*WHAT THE EXERCISE ASKS*
Please print the records below exactly as they are.

[Stored data entries]
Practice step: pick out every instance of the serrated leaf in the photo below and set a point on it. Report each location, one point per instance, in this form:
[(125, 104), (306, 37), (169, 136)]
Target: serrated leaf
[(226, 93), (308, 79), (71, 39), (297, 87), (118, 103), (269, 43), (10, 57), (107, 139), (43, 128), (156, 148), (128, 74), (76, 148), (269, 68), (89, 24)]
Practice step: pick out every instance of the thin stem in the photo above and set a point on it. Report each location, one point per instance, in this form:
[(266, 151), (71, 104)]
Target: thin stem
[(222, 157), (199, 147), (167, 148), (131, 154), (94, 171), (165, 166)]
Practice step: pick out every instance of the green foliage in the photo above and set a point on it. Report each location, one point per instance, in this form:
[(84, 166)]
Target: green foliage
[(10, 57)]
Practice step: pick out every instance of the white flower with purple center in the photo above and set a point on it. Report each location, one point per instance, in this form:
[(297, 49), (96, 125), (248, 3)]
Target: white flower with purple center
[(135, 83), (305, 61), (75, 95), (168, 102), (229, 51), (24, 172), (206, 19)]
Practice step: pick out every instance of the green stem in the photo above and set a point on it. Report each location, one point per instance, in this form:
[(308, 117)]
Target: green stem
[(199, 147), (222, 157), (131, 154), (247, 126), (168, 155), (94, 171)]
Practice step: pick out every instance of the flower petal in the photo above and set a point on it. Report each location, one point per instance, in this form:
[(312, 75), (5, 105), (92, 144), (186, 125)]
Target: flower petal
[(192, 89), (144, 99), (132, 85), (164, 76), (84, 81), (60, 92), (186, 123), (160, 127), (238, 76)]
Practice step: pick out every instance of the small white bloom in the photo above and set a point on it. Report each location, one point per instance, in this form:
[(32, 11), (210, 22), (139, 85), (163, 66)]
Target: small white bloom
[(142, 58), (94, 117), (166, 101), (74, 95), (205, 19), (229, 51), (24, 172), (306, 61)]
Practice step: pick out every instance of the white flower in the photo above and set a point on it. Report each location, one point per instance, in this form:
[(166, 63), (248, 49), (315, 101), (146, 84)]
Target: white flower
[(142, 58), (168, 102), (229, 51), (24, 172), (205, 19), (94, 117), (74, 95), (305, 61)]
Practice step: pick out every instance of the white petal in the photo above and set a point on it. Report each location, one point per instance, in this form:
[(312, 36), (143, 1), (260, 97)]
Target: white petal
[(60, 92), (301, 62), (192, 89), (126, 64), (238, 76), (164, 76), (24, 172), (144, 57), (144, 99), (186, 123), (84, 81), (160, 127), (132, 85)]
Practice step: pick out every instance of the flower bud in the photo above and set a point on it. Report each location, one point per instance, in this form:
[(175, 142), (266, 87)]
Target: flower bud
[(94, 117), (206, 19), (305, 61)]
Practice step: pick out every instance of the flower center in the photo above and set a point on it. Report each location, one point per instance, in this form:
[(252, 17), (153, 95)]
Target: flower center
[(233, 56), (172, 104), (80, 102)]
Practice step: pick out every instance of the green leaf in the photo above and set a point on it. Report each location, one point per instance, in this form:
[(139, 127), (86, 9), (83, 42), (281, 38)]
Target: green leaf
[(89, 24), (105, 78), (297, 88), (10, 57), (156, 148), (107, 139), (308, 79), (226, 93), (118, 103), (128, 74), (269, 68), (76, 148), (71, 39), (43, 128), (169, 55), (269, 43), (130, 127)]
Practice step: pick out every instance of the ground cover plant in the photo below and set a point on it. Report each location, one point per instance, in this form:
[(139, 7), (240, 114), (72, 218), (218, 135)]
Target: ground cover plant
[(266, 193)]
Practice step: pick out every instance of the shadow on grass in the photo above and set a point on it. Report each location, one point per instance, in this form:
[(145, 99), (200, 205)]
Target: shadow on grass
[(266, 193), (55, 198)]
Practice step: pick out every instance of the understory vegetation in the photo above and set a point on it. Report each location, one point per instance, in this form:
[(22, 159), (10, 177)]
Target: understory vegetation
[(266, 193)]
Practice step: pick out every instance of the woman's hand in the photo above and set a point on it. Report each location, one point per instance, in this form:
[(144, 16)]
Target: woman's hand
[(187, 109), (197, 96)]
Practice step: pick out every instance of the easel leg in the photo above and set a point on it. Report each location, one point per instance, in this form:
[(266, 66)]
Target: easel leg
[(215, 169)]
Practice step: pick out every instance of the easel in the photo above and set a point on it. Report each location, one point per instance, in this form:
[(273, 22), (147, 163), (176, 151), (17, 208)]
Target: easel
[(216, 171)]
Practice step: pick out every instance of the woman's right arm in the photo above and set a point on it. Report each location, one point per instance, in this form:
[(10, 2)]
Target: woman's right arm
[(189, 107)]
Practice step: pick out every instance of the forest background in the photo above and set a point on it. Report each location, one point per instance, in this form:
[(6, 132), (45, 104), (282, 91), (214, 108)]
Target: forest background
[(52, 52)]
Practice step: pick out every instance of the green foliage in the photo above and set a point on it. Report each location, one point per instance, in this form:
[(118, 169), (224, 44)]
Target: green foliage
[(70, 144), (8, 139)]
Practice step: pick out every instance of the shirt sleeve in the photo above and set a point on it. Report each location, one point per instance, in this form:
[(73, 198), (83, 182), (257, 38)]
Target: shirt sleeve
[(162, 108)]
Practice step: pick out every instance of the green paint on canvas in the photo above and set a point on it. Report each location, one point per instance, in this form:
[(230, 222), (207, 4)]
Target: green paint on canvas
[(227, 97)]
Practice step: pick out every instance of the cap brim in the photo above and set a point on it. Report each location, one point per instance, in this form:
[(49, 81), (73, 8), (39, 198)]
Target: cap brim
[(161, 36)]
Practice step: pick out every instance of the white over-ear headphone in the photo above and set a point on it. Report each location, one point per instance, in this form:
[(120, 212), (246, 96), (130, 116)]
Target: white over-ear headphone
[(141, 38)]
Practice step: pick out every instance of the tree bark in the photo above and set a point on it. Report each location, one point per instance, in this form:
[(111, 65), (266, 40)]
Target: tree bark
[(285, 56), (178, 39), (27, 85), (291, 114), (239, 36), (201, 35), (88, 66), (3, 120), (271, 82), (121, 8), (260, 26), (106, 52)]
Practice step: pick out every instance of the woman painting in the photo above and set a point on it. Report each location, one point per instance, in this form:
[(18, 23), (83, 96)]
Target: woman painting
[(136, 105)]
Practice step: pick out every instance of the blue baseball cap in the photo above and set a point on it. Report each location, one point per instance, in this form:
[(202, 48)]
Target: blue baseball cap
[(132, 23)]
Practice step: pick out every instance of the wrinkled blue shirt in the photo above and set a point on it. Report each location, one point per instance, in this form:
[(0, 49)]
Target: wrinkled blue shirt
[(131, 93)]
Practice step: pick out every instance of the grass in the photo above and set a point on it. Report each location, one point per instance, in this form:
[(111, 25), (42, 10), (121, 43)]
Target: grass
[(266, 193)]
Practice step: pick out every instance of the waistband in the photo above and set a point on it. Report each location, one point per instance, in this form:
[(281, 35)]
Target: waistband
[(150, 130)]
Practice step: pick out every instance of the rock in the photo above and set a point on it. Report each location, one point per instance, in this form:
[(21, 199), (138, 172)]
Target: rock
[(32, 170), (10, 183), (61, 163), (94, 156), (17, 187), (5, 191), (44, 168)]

*SOLUTION TO THIS EXERCISE*
Practice step: pick out every instance of the serrated leaf in the photo below and set a point on it. Report each location, one point per instance, in this form:
[(125, 104), (306, 37), (169, 136)]
Target: serrated leaf
[(226, 93), (308, 79), (71, 39), (297, 87), (118, 103), (269, 43), (10, 57), (107, 139), (43, 128), (156, 148), (128, 74), (76, 148), (269, 68), (89, 24)]
Practice step: pick out every instance of the thin stem in the photo above and set a point on it. Report each location, one point per instance, in this form:
[(266, 151), (71, 104)]
Target: thin stem
[(222, 157), (199, 147), (167, 148), (131, 154), (94, 171), (165, 166)]
Practice step: pick out every instance of the green foliage in the photo above and set a point on it. Report each location, one point per instance, in this form:
[(84, 166)]
Target: green foliage
[(10, 57)]
Practice step: pick out every instance of the white flower with purple center in the photo above and set a point on it. Report each location, one point per instance, in this form:
[(297, 49), (96, 125), (248, 3)]
Target: white flower with purple center
[(135, 83), (305, 61), (75, 95), (168, 102), (229, 51), (24, 172), (206, 19)]
Practice step: pick out every instance of the green stem in the photo above and set a point on it. Report each location, one point per instance, in this form:
[(308, 117)]
Target: green stem
[(199, 147), (222, 157), (131, 154), (247, 126), (168, 155), (94, 171)]
Practice step: pick out every instance of the flower petal in the photo above and set a point on it. Report each location, one point per instance, in this form:
[(312, 75), (5, 105), (92, 144), (186, 125)]
Target: flower petal
[(192, 89), (144, 99), (132, 85), (164, 76), (84, 81), (60, 92), (186, 123), (160, 127), (238, 76)]
Practice step: pick out every instance of the small white bloom in the photo above and set a point on it. Report each location, one point per instance, in this form:
[(32, 11), (210, 22), (139, 85), (163, 66)]
Target: small white bloom
[(142, 58), (94, 117), (166, 101), (74, 95), (205, 19), (229, 51), (24, 172), (306, 61)]
Practice step: pick out every instance of the white flower in the photo above and set a point on it. Report each location, one point per instance, in this form:
[(166, 63), (248, 49), (315, 101), (146, 84)]
Target: white flower
[(142, 58), (168, 102), (229, 51), (24, 172), (205, 19), (94, 117), (74, 95), (305, 61)]
Practice step: pick out every instance of the white petal in the photo above and set a point on it. Report each location, one point per instance, in this form:
[(312, 36), (143, 1), (260, 97)]
Target: white petal
[(60, 92), (301, 62), (192, 89), (126, 64), (238, 76), (164, 76), (24, 172), (144, 57), (144, 99), (186, 123), (84, 81), (160, 127), (132, 85)]
Practice step: pick out every instance of the flower bud in the photo above and set a point on it. Report each location, one point per instance, in this form:
[(175, 142), (266, 87)]
Target: flower bud
[(94, 117), (206, 19), (305, 61)]
Practice step: pick out every instance of the flower center in the photo above and set a point on it. Report each location, one point per instance, in this form:
[(252, 17), (153, 95)]
Target: flower center
[(233, 56), (172, 104), (80, 102)]
Practice step: pick out every instance of the green leaf in the photo above and set a point on it. Report each location, one point per instance, in this form:
[(139, 127), (86, 9), (83, 42), (281, 38)]
Target: green leaf
[(89, 24), (105, 78), (297, 88), (10, 57), (156, 148), (107, 139), (308, 79), (226, 93), (118, 103), (128, 74), (269, 68), (76, 148), (71, 39), (43, 128), (169, 55), (269, 43), (130, 127)]
Practice step: pick out every instance of the ground cover plant in the photo below and set a point on it. Report each location, one point per instance, in this form:
[(139, 7), (240, 114), (72, 218), (218, 135)]
Target: ground cover plant
[(266, 193)]
Practice step: pick out every instance of the shadow on grass in the photo above and set a point on it. Report each location, one point per instance, in this form:
[(145, 99), (200, 205)]
Target: shadow on grass
[(266, 193), (55, 198)]
Practice step: pick out every instance of the understory vegetation in the photo above and set a point on it. Report each location, one point per instance, in this form:
[(22, 159), (10, 177)]
Target: understory vegetation
[(266, 193)]
Practice step: pick out every instance of the woman's hand in the photo above and set a point on it. Report each location, one point per instance, in this form:
[(144, 16)]
Target: woman's hand
[(187, 109), (197, 96)]
Practice step: pick out every instance of the easel leg in the photo above and set a point on it. Report each location, one point per instance, in this form:
[(266, 66)]
Target: easel leg
[(215, 169)]
Practice step: pick out every instance of the easel in the photo above and set a point on it. Report each location, one point per instance, in this form:
[(273, 22), (147, 163), (176, 151), (17, 208)]
Target: easel
[(216, 171)]
Practice step: pick out every instance of the woman's right arm in the photo above and set a point on it. Report each location, one point per instance, in this form:
[(10, 2)]
Target: woman's right arm
[(189, 107)]
Practice step: pick out every instance of the forest background in the photo above and set a point on it. Report each location, one point per instance, in this form:
[(6, 132), (45, 104), (282, 91), (214, 108)]
Target: forest background
[(52, 52)]
Practice step: pick out every instance of the green foliage in the photo above and set a point on it. Report each location, one point per instance, in this form:
[(118, 169), (224, 44)]
Target: green foliage
[(70, 144), (8, 139)]
Practice step: pick out every instance of the shirt sleeve in the photo above and set a point on it. Report each location, one point per instance, in this form:
[(73, 198), (83, 182), (257, 38)]
Target: shirt sleeve
[(162, 108)]
Practice step: pick out every instance of the green paint on canvas in the photo above and set a point on it. Report each location, one point per instance, in this form:
[(230, 222), (207, 4)]
Target: green paint on canvas
[(227, 97)]
Practice step: pick out every instance of the cap brim in the photo above and set a point on it. Report each location, one point per instance, in this form:
[(49, 81), (73, 8), (39, 198)]
Target: cap brim
[(161, 36)]
Practice step: pick out every instance of the white over-ear headphone in the photo above and set a point on it. Report each location, one point per instance, in this form:
[(120, 212), (246, 96), (130, 116)]
Target: white over-ear headphone
[(141, 38)]
Practice step: pick out every instance of the tree bark in the photo above and set a point on it. Report each location, one point per instance, in this form:
[(111, 65), (266, 40)]
Target: tree bark
[(285, 56), (178, 39), (27, 85), (291, 114), (239, 36), (201, 35), (88, 66), (3, 120), (271, 82), (121, 8), (260, 26), (106, 52)]
Practice step: pick out every instance of the woman painting in the photo above and set a point on it. Report each location, one point per instance, in this form:
[(18, 23), (83, 96)]
Target: woman painting
[(136, 105)]
Practice step: pick out every instance of the blue baseball cap in the photo above and set a point on it. Report each location, one point per instance, in this form:
[(202, 48)]
Target: blue baseball cap
[(132, 23)]
Practice step: pick out every instance of the wrinkled blue shirt in the photo above and set a point on it. Report each location, one point per instance, in this form:
[(0, 49)]
Target: wrinkled blue shirt
[(131, 93)]
Practice step: pick out every instance of the grass in the photo above and set a point on it. Report each location, one point per instance, in this form:
[(111, 25), (42, 10), (121, 43)]
Target: grass
[(266, 193)]
Practice step: pick out every instance of the waistband in the photo above and set a point on it. Report each location, one point per instance, in this form:
[(281, 35)]
Target: waistband
[(150, 130)]
Practice step: pick out every instance of the rock in the photo above and set a point on it. Report each location, one point per instance, in this form:
[(21, 199), (138, 172)]
Target: rock
[(32, 170), (10, 183), (61, 163), (94, 156), (17, 187), (5, 191), (44, 168)]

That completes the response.